What you need to do:
Rewrite the part of the blog comment thread starting at "There’s always some" and ending at "innocent is protected.", with "innocuous" changed to "harmless".

Document excerpt:
Ironic, but not surprising. Do you think that women pick men that they think they can save, yet deep down wish that these guys will resist them, and keep their dark-ish side, which is what charmed these women in the first place (with other things), while women want to be rescued (emotionally and sexually, at least) by men they meet, yet hide this so well, because it’s not something that they accept, and they act like these disgusting motherly figures sometimes, to hide the ‘little girl’.

((( Caroline )))) the whiplash is almost healed now!

Grace got the whiplash from looking over her shoulder when she read my posting, to see who the hell I was talking about.

... in fact I think this sort of personality is pretty damn valuable to our world, it’s just that personally I’m sort of incompatible with it...

I have thoughts about this. That if we get down to it, it’s just a difference in style, in ‘presentation’ for the same goodness and generosity. Mmm, not only that, though. Not sure.

Funny how you think that you’re pretty much sorted out and then - WHAM! - god or whatever (I won’t go into a religion-rant) finds yet another way to make you deal with another old issue.

Mmmm... yes, I see what you mean. I have a hard time defending ideas like that though (which I hold, as beliefs) when ALSO I don’t believe in any master plan, in any deity. And I don’t believe that I’ve set up a plan for myself to deal with a set of issues. I don’t believe in destiny, yet I have thoughts like that, that life brings some stuff to me, but maybe there’s an explanation... for that ‘whatever’. You are a complex human being, Seth. That’s all. You will not sort yourself out completely, but you have, to an extent that is way above average understanding. That’s what I think. ‘Older issues’ will always come back to expand this understanding. We are the same people as we were a very long time ago. With more life know-how. My opinion.

Man, where do I even

Man, where do I even start?

If I'm gonna reply to that... shit, I hate writing essays, not being a school assignment helps suprisingly little :) I know you like this writing stuff, I wonder why. But anyway, let's start.

There’s always some self-censorship in place for everyone I guess, mine goes like this : I won’t talk about most people, except maybe ‘mom’ and ‘dad’ as I know they will never come here, and the urge to talk about them, sometimes, is just too strong. I find that describing dreams is the most innocuous form of emotion exhibit. While it’s very self-revealing, especially if I go about explaining what I think my dreams mean, the innocent is protected.

Dreams are definitely very self-revealing, I guess most people just don't realize it. I don't see how people can miss it though, isn't it obvious that we dream about what's going on in our life and what we find important? To interpret the dream might be a bit harder for someone on the outside though, since various people and objects of course have a special meaning to you which noone else can know about.

I'm actually surprised of how openly you write about yourself while still giving out your real name. I tried having my own blog a while ago. It didn't work very well, in part because I hate writing and in part because I flew out in a me-against-the-world-rage everytime I wrote something, but the point is that I didn't use my own name.

Record set:
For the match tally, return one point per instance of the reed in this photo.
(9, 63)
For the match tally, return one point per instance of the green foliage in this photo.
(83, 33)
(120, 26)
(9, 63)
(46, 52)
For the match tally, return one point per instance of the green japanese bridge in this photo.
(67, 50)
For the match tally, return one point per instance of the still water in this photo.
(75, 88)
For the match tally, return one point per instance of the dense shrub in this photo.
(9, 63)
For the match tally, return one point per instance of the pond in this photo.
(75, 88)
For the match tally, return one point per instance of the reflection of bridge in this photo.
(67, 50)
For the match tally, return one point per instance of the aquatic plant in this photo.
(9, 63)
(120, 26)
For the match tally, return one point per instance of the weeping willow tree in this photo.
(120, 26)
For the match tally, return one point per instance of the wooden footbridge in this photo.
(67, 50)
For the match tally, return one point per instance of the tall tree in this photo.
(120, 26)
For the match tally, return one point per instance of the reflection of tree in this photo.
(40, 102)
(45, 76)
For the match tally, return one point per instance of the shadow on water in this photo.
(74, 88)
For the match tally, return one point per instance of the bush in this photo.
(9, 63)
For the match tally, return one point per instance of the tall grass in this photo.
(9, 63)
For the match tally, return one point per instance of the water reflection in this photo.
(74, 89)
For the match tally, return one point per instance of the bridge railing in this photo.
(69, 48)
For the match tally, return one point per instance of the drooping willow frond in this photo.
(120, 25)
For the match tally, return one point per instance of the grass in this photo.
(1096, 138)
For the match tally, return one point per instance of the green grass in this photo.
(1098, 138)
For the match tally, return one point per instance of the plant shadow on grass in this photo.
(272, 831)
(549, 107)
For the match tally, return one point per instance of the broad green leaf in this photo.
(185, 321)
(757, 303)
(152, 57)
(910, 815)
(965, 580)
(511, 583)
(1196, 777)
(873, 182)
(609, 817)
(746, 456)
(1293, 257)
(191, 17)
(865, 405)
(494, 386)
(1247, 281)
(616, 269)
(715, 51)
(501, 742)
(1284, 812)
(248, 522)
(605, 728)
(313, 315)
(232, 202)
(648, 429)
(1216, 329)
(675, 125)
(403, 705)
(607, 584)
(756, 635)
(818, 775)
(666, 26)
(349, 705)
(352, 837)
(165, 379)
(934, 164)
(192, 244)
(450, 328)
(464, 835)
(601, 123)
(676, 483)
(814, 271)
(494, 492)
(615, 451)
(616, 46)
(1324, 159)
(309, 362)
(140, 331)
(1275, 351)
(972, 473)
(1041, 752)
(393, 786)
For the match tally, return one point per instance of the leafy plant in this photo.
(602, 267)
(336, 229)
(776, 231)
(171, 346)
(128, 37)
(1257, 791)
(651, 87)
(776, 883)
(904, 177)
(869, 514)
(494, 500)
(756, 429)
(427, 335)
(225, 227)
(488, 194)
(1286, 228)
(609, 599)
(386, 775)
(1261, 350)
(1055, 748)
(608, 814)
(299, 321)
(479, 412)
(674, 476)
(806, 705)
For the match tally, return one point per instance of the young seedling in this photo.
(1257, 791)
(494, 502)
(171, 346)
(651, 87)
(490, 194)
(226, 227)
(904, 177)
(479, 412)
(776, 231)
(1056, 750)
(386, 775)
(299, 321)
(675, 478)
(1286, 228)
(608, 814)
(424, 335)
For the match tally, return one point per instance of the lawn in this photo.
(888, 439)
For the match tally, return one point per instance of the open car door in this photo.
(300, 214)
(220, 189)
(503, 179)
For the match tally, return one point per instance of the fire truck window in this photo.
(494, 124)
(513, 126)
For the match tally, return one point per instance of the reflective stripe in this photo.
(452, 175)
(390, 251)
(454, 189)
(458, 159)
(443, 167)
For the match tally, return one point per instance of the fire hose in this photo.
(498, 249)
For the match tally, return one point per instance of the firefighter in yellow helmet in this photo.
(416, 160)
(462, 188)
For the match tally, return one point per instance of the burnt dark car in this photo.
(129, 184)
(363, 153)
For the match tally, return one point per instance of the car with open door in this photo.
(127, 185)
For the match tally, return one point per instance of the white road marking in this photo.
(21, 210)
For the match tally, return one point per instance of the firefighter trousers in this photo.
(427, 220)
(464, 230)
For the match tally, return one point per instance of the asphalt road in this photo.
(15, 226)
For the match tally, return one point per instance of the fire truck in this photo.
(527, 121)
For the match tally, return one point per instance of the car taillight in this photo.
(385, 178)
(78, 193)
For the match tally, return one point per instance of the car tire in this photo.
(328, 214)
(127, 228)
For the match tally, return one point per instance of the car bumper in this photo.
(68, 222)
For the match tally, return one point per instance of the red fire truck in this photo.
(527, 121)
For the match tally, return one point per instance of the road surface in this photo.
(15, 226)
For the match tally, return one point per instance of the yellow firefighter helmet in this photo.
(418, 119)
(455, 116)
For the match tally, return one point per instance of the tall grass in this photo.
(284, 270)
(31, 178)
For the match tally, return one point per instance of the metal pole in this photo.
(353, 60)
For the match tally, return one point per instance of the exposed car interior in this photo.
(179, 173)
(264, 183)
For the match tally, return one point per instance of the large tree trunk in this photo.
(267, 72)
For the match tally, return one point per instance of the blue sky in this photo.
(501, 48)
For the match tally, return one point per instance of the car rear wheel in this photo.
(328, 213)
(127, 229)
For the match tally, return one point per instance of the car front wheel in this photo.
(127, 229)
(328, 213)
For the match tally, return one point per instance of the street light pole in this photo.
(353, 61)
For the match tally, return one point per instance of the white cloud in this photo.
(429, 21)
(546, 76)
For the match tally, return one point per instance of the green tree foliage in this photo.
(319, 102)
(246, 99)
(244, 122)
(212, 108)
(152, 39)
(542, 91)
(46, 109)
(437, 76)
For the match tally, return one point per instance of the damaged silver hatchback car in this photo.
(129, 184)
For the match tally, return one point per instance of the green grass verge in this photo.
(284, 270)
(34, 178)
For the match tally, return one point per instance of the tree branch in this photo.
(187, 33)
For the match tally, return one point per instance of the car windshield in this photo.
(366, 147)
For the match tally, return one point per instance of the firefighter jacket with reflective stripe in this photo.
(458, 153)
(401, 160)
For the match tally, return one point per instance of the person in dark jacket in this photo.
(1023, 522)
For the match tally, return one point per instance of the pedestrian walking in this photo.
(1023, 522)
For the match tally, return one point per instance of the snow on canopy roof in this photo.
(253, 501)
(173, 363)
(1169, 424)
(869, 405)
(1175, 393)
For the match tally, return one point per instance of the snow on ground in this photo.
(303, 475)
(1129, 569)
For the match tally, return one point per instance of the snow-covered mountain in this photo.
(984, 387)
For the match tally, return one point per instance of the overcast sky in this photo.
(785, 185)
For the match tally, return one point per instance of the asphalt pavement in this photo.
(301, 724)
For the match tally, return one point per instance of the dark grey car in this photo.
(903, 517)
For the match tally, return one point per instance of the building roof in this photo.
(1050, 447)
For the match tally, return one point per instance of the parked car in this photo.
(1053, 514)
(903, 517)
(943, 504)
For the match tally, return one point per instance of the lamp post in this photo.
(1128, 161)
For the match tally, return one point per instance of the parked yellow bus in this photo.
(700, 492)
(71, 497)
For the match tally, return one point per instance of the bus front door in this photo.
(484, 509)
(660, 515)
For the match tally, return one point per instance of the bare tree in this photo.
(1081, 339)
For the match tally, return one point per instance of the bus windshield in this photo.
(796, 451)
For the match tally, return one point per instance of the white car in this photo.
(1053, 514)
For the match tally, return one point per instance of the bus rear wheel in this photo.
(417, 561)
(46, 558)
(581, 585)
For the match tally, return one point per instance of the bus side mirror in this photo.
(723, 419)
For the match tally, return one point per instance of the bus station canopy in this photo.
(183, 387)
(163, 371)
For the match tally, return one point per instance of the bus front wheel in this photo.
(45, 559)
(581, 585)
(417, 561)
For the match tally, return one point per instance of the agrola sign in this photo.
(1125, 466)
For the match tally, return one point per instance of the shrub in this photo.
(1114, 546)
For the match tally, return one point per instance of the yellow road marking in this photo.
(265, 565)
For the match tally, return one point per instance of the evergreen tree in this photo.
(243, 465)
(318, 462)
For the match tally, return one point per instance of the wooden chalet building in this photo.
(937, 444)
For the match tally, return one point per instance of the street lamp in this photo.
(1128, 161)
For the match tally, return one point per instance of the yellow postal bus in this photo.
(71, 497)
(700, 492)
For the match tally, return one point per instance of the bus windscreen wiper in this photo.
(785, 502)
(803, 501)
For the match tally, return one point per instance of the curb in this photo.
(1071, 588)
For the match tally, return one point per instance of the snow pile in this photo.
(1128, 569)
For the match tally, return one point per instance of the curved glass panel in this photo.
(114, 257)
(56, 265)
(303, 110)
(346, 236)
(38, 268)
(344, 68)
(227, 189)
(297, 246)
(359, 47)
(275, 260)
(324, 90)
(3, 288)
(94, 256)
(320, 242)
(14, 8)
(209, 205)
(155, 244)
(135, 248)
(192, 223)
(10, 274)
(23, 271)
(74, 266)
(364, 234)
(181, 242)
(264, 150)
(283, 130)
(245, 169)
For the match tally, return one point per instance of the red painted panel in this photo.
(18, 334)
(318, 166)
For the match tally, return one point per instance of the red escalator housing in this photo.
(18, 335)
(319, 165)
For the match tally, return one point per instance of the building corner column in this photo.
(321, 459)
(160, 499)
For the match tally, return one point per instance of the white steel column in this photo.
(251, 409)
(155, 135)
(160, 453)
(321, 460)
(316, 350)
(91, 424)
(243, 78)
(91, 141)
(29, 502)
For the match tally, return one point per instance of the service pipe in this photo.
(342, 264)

Solution to this problem:
There’s always some self-censorship in place for everyone I guess, mine goes like this : I won’t talk about most people, except maybe ‘mom’ and ‘dad’ as I know they will never come here, and the urge to talk about them, sometimes, is just too strong. I find that describing dreams is the most harmless form of emotion exhibit. While it’s very self-revealing, especially if I go about explaining what I think my dreams mean, the innocent is protected.